Using the entries below, transcribe exactly the line containing "of the carlton" and each line that follows it to the end.
+++ RECORDS TO USE
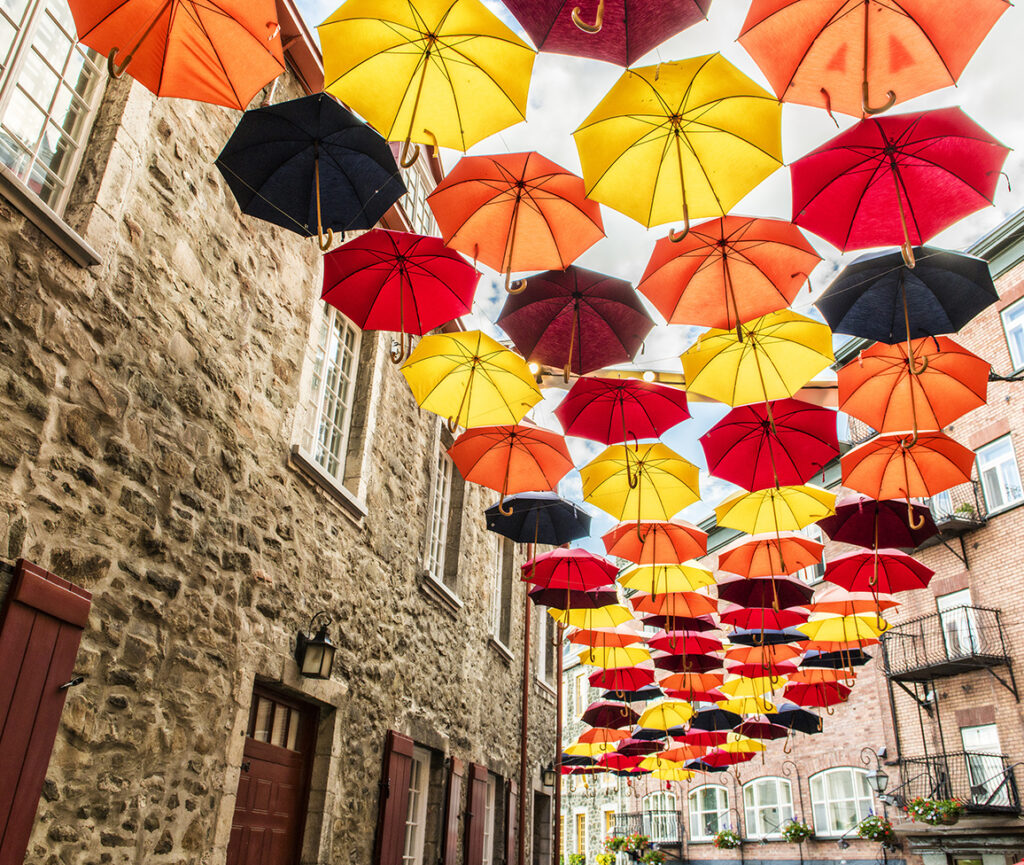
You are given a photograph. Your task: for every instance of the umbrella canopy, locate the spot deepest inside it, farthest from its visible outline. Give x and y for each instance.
(576, 318)
(392, 280)
(846, 55)
(770, 357)
(470, 379)
(782, 442)
(616, 31)
(445, 73)
(726, 271)
(514, 458)
(620, 411)
(223, 52)
(644, 482)
(515, 212)
(309, 165)
(681, 139)
(896, 180)
(539, 518)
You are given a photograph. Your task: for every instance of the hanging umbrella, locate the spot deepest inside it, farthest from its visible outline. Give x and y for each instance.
(222, 52)
(927, 385)
(514, 458)
(770, 357)
(445, 73)
(860, 57)
(643, 482)
(778, 510)
(309, 165)
(896, 180)
(621, 411)
(470, 379)
(515, 212)
(681, 139)
(576, 318)
(782, 442)
(392, 280)
(539, 518)
(729, 270)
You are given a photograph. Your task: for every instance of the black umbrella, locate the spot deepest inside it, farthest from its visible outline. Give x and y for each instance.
(309, 165)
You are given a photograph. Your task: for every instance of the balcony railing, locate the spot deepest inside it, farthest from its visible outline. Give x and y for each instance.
(984, 783)
(944, 644)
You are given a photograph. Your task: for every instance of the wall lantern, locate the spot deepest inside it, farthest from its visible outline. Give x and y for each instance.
(314, 655)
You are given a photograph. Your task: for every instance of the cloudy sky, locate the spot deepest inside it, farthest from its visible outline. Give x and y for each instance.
(563, 91)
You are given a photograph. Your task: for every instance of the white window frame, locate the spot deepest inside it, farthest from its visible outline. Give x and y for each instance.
(756, 812)
(823, 804)
(1001, 466)
(416, 815)
(697, 813)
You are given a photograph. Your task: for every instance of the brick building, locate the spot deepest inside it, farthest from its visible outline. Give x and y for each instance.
(194, 439)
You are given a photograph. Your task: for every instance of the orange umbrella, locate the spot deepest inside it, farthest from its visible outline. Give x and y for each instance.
(727, 271)
(654, 543)
(514, 458)
(516, 212)
(882, 389)
(222, 52)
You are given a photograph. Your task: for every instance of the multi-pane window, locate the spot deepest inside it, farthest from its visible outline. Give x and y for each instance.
(332, 392)
(841, 798)
(49, 87)
(768, 806)
(709, 808)
(1000, 478)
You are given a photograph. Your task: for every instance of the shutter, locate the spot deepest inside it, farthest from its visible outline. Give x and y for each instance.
(451, 852)
(393, 799)
(41, 625)
(476, 814)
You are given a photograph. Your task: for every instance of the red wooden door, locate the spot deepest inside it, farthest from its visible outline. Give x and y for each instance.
(40, 628)
(273, 785)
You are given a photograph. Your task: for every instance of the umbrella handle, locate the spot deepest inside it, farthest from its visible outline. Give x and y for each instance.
(589, 28)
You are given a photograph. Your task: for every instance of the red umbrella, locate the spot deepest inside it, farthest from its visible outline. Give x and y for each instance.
(777, 443)
(896, 180)
(392, 280)
(576, 318)
(617, 411)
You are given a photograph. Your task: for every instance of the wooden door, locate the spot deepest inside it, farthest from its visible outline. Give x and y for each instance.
(273, 785)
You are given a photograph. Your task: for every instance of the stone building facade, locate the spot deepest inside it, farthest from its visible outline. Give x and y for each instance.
(166, 444)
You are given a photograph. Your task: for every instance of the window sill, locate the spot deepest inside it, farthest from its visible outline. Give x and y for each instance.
(46, 220)
(306, 467)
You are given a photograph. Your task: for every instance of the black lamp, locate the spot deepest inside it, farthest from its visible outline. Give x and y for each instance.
(314, 655)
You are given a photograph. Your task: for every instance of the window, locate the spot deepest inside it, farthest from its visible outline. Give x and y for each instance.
(1013, 323)
(416, 816)
(841, 798)
(49, 88)
(1000, 479)
(768, 807)
(709, 812)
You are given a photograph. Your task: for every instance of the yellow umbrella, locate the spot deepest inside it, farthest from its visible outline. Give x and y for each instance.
(776, 509)
(646, 482)
(663, 579)
(470, 379)
(440, 72)
(681, 139)
(770, 357)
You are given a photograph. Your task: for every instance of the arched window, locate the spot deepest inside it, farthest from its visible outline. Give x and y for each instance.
(768, 806)
(709, 808)
(662, 816)
(841, 798)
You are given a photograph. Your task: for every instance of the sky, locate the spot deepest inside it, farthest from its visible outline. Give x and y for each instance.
(563, 90)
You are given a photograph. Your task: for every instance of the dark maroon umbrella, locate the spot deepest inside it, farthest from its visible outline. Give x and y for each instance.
(576, 318)
(782, 442)
(866, 522)
(626, 30)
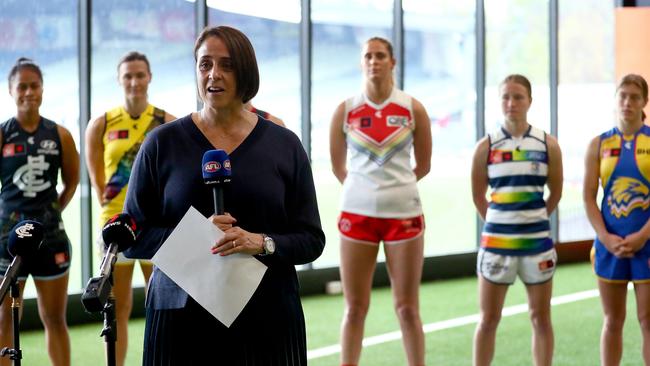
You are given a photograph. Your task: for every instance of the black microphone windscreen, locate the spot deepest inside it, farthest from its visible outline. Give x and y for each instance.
(216, 167)
(119, 229)
(25, 238)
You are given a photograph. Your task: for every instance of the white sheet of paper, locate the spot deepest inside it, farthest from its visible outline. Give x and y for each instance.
(222, 285)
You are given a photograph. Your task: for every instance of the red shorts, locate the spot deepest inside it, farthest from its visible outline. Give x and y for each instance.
(374, 229)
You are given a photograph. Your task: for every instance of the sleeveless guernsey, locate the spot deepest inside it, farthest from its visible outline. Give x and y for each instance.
(516, 222)
(29, 169)
(380, 181)
(625, 178)
(122, 138)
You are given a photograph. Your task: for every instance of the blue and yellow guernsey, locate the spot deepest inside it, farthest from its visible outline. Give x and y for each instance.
(516, 222)
(625, 178)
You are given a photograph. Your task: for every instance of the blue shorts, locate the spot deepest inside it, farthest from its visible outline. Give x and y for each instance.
(611, 268)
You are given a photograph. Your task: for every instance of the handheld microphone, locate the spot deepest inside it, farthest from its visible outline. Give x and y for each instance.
(118, 235)
(216, 172)
(24, 240)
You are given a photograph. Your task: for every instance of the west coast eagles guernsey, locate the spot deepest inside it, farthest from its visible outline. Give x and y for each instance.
(29, 168)
(516, 222)
(122, 138)
(380, 180)
(625, 178)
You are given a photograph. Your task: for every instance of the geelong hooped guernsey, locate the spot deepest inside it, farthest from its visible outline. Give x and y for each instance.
(29, 168)
(123, 136)
(516, 222)
(380, 180)
(625, 178)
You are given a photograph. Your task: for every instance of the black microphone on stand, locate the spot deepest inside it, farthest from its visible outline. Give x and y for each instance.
(24, 240)
(216, 173)
(118, 235)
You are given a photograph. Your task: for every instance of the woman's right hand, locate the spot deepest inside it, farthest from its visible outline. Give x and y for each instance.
(223, 222)
(615, 245)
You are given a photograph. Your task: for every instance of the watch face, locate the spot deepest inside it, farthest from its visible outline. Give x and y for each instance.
(269, 245)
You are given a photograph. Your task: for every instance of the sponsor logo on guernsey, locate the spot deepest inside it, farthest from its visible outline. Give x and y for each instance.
(25, 231)
(397, 121)
(611, 153)
(627, 194)
(497, 156)
(118, 135)
(28, 178)
(10, 150)
(48, 147)
(534, 166)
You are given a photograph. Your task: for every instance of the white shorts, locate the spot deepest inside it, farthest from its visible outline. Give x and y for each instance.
(503, 269)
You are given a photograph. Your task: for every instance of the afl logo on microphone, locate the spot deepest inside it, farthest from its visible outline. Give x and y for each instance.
(25, 230)
(212, 166)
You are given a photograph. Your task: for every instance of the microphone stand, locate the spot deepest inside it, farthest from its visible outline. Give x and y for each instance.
(109, 332)
(14, 353)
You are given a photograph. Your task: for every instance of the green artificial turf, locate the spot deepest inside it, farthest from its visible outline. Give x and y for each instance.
(577, 327)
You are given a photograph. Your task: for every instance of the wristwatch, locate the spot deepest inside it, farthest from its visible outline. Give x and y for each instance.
(268, 245)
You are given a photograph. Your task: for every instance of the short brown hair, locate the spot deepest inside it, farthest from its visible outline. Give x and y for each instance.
(521, 80)
(134, 56)
(242, 55)
(24, 63)
(385, 42)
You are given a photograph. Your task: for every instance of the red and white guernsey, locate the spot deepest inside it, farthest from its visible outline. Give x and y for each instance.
(380, 180)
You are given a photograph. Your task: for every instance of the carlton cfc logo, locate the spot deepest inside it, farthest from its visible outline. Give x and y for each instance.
(213, 166)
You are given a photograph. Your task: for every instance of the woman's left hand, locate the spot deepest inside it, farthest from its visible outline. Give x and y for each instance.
(633, 243)
(238, 240)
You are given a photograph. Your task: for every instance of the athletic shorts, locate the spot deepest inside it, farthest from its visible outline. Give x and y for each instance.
(52, 259)
(372, 230)
(121, 259)
(610, 268)
(504, 269)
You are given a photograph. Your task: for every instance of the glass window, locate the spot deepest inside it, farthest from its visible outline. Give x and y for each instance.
(274, 31)
(164, 31)
(586, 100)
(45, 31)
(440, 54)
(338, 35)
(517, 42)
++++++
CORRECT ANSWER:
You are given a photograph. Your task: for every instance of the carlton cfc logo, locate the spot deepest inside it, farthest from its visible outline. Give x and y for each instance.
(213, 166)
You are given a photograph. Your task: for every instance of the woman's left hand, locate the spot deepest inside it, farthest from its visible outline. Give x and y for each instance.
(633, 243)
(238, 240)
You are given a photograph. Your task: for every instance of the athletic shorts, locate the spot deepest inside it, farthest from its visible outline. Give x and y for each instance.
(52, 259)
(372, 230)
(121, 259)
(610, 268)
(504, 269)
You are given a photograph. Your task: for every instance of the glass window, locate the spot deepest inside it, farthest from its visible outline. Give x and y for each instance.
(274, 31)
(164, 31)
(586, 100)
(45, 31)
(440, 54)
(338, 35)
(517, 42)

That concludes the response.